● Problem details: Your answer must be the full listing, reproduced exactly.

● Records to use:
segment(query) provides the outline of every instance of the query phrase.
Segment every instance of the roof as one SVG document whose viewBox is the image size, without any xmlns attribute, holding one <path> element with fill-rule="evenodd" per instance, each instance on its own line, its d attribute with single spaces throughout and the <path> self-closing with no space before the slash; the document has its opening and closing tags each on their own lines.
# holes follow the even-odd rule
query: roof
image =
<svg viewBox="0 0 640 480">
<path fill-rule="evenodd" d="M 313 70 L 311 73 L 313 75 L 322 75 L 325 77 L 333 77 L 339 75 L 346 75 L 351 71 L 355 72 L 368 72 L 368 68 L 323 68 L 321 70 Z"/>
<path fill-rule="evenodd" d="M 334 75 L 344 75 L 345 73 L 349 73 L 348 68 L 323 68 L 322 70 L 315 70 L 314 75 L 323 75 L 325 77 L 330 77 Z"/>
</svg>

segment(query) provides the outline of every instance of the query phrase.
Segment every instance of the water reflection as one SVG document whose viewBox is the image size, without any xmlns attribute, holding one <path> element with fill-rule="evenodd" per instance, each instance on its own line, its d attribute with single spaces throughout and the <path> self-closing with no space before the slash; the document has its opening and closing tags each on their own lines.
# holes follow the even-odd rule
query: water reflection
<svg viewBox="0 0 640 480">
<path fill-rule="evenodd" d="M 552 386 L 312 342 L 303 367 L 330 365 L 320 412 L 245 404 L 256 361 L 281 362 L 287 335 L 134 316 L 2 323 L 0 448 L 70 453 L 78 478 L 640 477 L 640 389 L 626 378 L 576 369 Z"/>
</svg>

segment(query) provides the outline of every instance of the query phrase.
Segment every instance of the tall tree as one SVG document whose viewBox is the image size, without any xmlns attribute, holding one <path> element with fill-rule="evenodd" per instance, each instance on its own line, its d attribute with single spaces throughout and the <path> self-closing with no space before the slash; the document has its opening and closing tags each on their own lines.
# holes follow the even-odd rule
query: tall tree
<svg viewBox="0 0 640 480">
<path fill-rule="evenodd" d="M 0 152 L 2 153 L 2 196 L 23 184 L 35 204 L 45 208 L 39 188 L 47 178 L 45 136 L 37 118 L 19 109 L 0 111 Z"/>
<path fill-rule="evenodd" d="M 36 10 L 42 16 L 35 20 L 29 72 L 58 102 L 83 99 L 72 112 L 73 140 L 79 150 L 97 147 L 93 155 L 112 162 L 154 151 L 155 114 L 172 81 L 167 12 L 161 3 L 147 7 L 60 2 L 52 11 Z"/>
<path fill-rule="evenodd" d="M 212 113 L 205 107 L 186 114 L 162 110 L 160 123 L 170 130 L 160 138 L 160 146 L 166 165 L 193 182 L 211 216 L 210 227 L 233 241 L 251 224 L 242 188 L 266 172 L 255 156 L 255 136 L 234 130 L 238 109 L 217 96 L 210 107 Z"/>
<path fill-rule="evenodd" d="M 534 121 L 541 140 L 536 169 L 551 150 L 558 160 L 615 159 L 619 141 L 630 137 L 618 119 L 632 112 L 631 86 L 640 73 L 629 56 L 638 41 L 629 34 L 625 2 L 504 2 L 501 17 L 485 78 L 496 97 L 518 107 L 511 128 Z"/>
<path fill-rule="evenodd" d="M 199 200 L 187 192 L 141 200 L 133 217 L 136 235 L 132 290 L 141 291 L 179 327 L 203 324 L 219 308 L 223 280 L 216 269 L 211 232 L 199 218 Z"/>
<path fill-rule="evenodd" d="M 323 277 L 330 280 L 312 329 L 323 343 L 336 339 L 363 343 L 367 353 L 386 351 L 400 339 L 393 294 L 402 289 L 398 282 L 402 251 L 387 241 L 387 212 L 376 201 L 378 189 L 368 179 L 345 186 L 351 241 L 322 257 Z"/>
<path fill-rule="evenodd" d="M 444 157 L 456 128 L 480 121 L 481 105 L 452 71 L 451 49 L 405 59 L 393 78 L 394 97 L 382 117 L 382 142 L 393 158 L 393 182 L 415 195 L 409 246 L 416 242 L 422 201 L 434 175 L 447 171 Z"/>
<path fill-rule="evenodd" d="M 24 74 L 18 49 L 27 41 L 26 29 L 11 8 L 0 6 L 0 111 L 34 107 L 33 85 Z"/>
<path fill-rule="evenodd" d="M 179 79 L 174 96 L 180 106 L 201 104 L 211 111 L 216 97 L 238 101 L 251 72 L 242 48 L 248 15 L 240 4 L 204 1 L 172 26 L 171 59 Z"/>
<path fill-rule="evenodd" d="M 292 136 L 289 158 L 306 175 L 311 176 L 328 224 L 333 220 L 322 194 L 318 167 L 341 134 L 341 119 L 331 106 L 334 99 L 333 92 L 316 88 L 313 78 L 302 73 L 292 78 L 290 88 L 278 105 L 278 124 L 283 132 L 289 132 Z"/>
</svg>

● Written reply:
segment(query) provides the outline of every instance of the query phrase.
Segment every instance of the roof as one SVG document whose viewBox is the image size, without any xmlns attribute, holding one <path> element with fill-rule="evenodd" per instance, each instance on its own line, its d attribute with single spaces throughout and the <path> self-closing with no space before the slash; the document has its opening and closing tags each on their own lines.
# holes follow the even-odd rule
query: roof
image =
<svg viewBox="0 0 640 480">
<path fill-rule="evenodd" d="M 313 70 L 311 73 L 313 75 L 322 75 L 325 77 L 333 77 L 339 75 L 346 75 L 351 71 L 355 72 L 368 72 L 368 68 L 323 68 L 321 70 Z"/>
<path fill-rule="evenodd" d="M 334 75 L 344 75 L 345 73 L 349 73 L 348 68 L 323 68 L 322 70 L 315 70 L 314 75 L 323 75 L 325 77 L 330 77 Z"/>
</svg>

segment(query) provides the outline of every instance of the query phrase.
Segment every instance of the water reflection as one SVG document whose viewBox is the image size, without any xmlns attribute, holding one <path> element with fill-rule="evenodd" per instance, each instance on its own line, its d attribute with single spaces throughout and the <path> self-closing with no space before the slash; the document has its opening and closing tags each on their own lines.
# holes follow the even-odd rule
query: water reflection
<svg viewBox="0 0 640 480">
<path fill-rule="evenodd" d="M 552 386 L 312 342 L 303 367 L 330 365 L 320 412 L 245 404 L 256 361 L 281 362 L 287 335 L 134 316 L 2 323 L 0 448 L 70 453 L 78 478 L 640 477 L 640 389 L 626 378 L 576 369 Z"/>
</svg>

segment(query) provides the outline of every instance of the query phrase.
Segment every instance of the tall tree as one SVG document whose viewBox is the image size, without any xmlns attribute, holding one <path> element with fill-rule="evenodd" per instance, each instance on its own line, its d attribute with single spaces throughout and the <path> self-closing with no space before the slash; the document has its opening and closing tags each on their own lines.
# holes follow the even-odd rule
query: tall tree
<svg viewBox="0 0 640 480">
<path fill-rule="evenodd" d="M 0 152 L 2 153 L 2 196 L 23 184 L 35 204 L 45 208 L 39 188 L 47 178 L 45 136 L 37 118 L 19 109 L 0 111 Z"/>
<path fill-rule="evenodd" d="M 36 10 L 42 16 L 35 20 L 29 72 L 58 102 L 83 99 L 72 112 L 73 140 L 79 150 L 97 147 L 93 155 L 112 162 L 154 151 L 155 114 L 172 81 L 167 12 L 161 3 L 147 7 L 60 2 L 52 11 Z"/>
<path fill-rule="evenodd" d="M 212 113 L 205 107 L 186 114 L 162 110 L 160 123 L 170 130 L 160 138 L 160 146 L 166 165 L 193 182 L 211 216 L 210 227 L 233 241 L 251 224 L 242 188 L 266 172 L 255 156 L 255 136 L 234 130 L 238 109 L 217 96 L 210 107 Z"/>
<path fill-rule="evenodd" d="M 534 121 L 541 140 L 536 169 L 551 150 L 558 160 L 615 159 L 619 141 L 630 137 L 618 119 L 632 112 L 631 86 L 640 73 L 629 56 L 638 41 L 629 34 L 625 2 L 504 2 L 501 17 L 485 78 L 496 97 L 518 107 L 511 128 Z"/>
<path fill-rule="evenodd" d="M 199 200 L 187 192 L 141 200 L 133 217 L 136 235 L 132 290 L 141 291 L 179 327 L 203 324 L 219 308 L 223 280 L 216 269 L 211 232 L 199 218 Z"/>
<path fill-rule="evenodd" d="M 323 277 L 330 280 L 312 329 L 323 343 L 336 339 L 363 343 L 367 353 L 386 351 L 400 339 L 393 294 L 402 289 L 398 282 L 402 251 L 387 241 L 387 212 L 376 201 L 378 189 L 368 179 L 345 186 L 351 241 L 322 257 Z"/>
<path fill-rule="evenodd" d="M 444 157 L 456 128 L 480 121 L 481 105 L 452 71 L 451 49 L 405 59 L 393 78 L 394 97 L 382 117 L 382 142 L 393 158 L 393 182 L 415 195 L 409 246 L 416 242 L 422 201 L 434 175 L 447 171 Z"/>
<path fill-rule="evenodd" d="M 24 74 L 18 49 L 27 41 L 26 29 L 11 8 L 0 6 L 0 111 L 34 107 L 33 85 Z"/>
<path fill-rule="evenodd" d="M 179 79 L 174 96 L 180 106 L 201 104 L 211 111 L 216 97 L 238 101 L 251 72 L 242 48 L 248 15 L 240 4 L 204 1 L 172 26 L 171 59 Z"/>
<path fill-rule="evenodd" d="M 292 136 L 289 158 L 306 175 L 311 176 L 328 224 L 333 220 L 322 194 L 318 167 L 341 134 L 341 119 L 331 106 L 334 99 L 333 92 L 316 88 L 313 78 L 302 73 L 292 78 L 290 88 L 278 105 L 278 124 L 283 132 L 289 132 Z"/>
</svg>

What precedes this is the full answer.